Records from a dataset
· · · · · · ·
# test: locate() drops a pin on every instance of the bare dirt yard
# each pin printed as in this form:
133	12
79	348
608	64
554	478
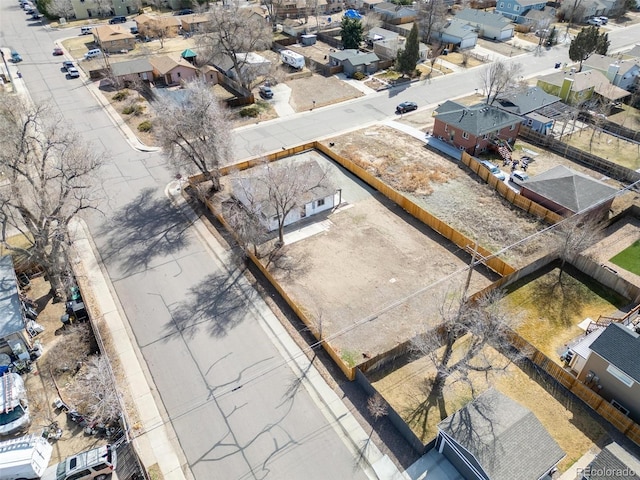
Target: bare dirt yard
371	276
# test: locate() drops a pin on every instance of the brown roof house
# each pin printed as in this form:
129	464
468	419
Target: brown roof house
494	437
566	192
172	71
135	70
114	38
155	25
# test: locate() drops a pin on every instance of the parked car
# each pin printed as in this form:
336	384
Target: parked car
266	92
405	107
518	177
494	169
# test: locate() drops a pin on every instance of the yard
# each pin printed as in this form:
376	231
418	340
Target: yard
607	146
568	421
551	325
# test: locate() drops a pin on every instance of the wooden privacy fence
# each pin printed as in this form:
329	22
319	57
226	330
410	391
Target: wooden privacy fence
508	194
606	167
607	411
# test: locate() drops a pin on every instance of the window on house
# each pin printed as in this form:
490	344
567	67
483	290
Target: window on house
620	375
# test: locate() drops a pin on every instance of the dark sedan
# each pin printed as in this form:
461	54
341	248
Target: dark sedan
405	107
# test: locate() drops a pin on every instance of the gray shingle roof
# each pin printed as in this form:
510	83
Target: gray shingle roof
620	346
483	18
477	119
614	458
569	188
11	319
506	438
522	103
139	65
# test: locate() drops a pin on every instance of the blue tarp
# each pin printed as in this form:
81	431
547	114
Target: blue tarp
353	14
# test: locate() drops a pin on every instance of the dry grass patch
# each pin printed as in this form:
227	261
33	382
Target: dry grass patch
606	146
550	325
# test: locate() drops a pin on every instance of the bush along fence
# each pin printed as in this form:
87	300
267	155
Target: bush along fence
606	167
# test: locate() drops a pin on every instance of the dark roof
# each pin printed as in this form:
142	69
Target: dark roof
483	18
139	65
507	439
620	346
614	458
477	119
570	189
11	319
522	103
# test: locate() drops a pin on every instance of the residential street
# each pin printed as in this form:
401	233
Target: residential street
225	381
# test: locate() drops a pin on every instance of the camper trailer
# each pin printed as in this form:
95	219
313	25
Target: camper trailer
292	58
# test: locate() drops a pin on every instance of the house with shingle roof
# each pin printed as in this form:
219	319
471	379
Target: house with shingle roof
172	70
613	459
565	191
457	33
353	61
613	370
494	437
621	73
576	88
113	38
537	108
474	128
516	9
132	70
488	24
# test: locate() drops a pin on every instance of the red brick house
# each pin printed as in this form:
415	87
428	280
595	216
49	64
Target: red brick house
474	128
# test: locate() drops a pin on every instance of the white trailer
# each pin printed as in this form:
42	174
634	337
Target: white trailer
25	457
292	58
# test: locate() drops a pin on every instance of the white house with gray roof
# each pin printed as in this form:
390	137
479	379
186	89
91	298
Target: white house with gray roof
494	437
487	24
613	370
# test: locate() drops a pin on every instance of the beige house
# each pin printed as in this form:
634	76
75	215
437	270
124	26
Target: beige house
172	71
194	23
84	9
113	38
153	26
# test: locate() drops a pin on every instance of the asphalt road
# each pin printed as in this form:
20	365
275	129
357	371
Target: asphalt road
223	383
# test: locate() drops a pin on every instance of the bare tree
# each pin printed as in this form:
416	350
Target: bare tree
432	17
576	234
51	177
499	78
460	345
233	32
95	392
195	132
60	8
278	189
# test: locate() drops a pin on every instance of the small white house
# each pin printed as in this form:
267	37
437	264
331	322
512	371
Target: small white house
317	194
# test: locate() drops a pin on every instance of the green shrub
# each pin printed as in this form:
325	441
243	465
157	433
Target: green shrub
121	95
250	111
145	126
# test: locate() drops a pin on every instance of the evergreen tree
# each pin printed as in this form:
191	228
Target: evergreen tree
408	58
588	41
351	32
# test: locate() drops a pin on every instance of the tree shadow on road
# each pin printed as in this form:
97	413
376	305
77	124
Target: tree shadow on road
218	304
146	229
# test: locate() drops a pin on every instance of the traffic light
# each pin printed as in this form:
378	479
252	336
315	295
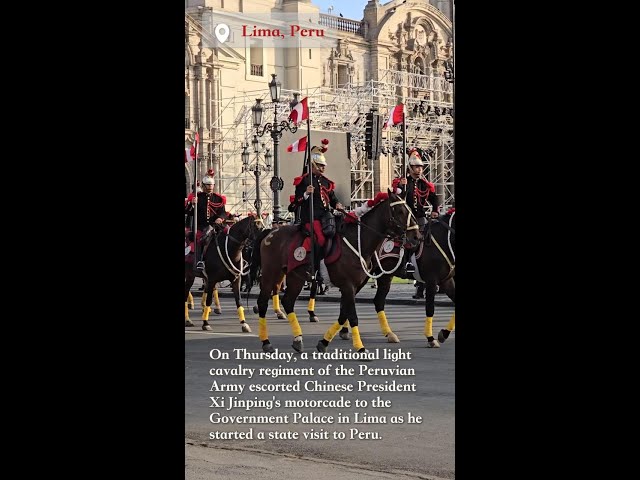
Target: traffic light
372	129
368	135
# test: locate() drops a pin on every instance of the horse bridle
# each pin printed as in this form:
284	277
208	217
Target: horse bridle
249	238
397	227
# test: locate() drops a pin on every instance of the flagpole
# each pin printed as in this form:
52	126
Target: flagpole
310	171
404	145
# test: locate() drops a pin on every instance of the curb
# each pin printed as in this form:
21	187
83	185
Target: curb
324	298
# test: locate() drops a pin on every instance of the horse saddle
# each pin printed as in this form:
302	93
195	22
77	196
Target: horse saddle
299	256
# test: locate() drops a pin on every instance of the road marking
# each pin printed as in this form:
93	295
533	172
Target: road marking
227	334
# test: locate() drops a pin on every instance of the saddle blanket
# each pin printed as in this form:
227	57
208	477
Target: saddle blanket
299	256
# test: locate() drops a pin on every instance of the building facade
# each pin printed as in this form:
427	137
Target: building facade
400	52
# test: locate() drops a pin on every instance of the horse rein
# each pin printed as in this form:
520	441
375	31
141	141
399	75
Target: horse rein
230	266
358	252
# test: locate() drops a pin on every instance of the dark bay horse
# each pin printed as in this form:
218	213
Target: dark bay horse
436	267
390	218
189	277
223	261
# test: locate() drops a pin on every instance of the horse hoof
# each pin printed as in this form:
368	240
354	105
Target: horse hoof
392	338
443	335
297	345
363	355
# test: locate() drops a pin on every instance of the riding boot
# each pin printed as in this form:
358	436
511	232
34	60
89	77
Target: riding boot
406	268
205	245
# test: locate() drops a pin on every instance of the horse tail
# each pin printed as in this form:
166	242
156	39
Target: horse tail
254	261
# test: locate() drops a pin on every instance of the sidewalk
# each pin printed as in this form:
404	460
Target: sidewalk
399	294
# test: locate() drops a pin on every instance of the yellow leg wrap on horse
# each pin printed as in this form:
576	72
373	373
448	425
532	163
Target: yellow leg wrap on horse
295	326
355	333
428	327
333	329
384	325
452	323
262	329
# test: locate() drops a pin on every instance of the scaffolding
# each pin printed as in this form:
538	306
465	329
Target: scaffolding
428	100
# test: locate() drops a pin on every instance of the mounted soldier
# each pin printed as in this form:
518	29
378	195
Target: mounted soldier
211	212
324	198
419	193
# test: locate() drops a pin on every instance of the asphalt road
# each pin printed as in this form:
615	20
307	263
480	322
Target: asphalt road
424	448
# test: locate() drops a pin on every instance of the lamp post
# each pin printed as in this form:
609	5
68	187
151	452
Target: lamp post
256	169
276	130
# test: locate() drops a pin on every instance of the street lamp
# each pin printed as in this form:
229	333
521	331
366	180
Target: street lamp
256	169
276	130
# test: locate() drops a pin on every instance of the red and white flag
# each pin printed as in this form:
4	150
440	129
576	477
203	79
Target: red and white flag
192	153
298	146
300	112
395	116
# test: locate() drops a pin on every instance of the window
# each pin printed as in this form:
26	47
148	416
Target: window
256	58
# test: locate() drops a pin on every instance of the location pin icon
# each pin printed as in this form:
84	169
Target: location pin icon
222	32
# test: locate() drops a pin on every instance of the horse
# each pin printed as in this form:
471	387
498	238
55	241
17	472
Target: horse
189	277
225	262
435	265
389	218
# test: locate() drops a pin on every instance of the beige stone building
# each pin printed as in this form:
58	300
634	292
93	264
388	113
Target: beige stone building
398	52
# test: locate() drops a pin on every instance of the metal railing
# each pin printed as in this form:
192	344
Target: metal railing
256	70
342	24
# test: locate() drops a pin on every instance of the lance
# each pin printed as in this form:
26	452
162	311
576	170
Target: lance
195	208
310	170
404	145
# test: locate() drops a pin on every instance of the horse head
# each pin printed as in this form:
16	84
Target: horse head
402	222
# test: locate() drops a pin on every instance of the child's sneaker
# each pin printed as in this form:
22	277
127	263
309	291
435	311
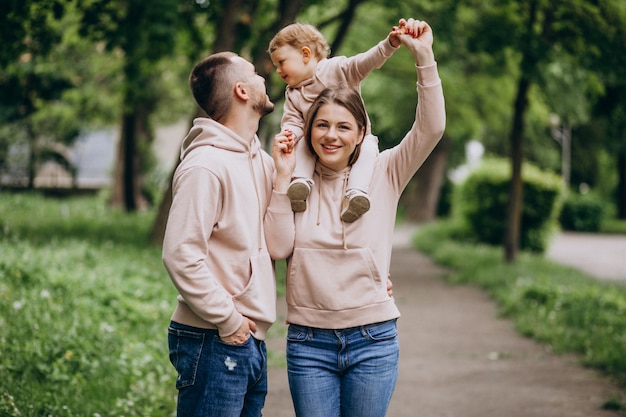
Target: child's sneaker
358	205
298	192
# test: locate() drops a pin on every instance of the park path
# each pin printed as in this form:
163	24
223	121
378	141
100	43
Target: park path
459	359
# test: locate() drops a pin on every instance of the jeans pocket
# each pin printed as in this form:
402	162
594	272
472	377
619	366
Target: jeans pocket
185	350
297	333
382	331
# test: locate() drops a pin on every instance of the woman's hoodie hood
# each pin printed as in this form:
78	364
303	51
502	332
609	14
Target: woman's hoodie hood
· · · · · · ·
* [Exercise goal]: Would you copy, unchanged, the stretch of the records above that begins at the line containing "Target: lamp post" and ends at the line containing "the location pin icon", and only that?

* [Exercise response]:
Target: lamp post
256	169
276	130
# test: locate() drops a pin on every instance of the street lamp
# each pin printed as in this form:
229	333
521	331
366	180
Target: street lamp
256	169
276	130
# test: locate() drops a pin on every instance of the red and white flag
# each pin printed as in this form:
4	150
440	129
576	477
203	79
Target: red and white flag
192	153
298	146
300	112
395	116
# test: locate() drops a pin on every instance of the window
# each pin printed as in this form:
26	47
148	416
Target: window
256	58
# test: locate() drops a pin on every instance of the location pin icon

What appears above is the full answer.